▸ Excerpts from segmentation records

+++

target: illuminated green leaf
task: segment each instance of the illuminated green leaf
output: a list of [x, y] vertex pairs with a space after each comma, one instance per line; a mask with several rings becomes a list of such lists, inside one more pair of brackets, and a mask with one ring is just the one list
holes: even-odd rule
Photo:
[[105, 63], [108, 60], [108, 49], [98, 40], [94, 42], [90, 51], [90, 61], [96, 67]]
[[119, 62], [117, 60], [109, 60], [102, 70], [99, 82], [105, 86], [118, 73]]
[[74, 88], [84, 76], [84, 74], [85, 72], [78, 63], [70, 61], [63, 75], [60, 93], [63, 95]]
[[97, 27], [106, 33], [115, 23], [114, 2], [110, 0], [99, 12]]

+++

▸ Problem
Please pull out every line of the material above that contains the word "illuminated", matching case exactly.

▸ Result for this exercise
target: illuminated green leaf
task: segment each instance of the illuminated green leaf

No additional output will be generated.